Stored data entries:
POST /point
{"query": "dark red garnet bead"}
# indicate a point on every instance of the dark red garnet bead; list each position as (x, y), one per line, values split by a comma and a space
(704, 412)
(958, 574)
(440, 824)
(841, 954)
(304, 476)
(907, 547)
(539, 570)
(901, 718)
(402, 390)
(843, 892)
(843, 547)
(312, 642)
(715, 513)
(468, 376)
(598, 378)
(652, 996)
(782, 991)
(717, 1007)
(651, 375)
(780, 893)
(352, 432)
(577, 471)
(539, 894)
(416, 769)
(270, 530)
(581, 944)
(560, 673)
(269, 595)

- **ACTIVITY**: Every record above must appear again in the answer, unchanged.

- **OUTPUT**:
POST /point
{"query": "dark red garnet bead"}
# indicate a point on every instance of the dark red garnet bead; list each position as (x, y), one per line, values split by a comma and a space
(704, 412)
(958, 574)
(440, 824)
(841, 954)
(304, 476)
(907, 547)
(539, 570)
(901, 718)
(402, 390)
(843, 892)
(843, 547)
(312, 642)
(715, 513)
(468, 376)
(598, 378)
(652, 996)
(782, 991)
(717, 1007)
(651, 375)
(780, 893)
(352, 432)
(577, 471)
(539, 894)
(416, 769)
(270, 530)
(581, 944)
(560, 673)
(269, 595)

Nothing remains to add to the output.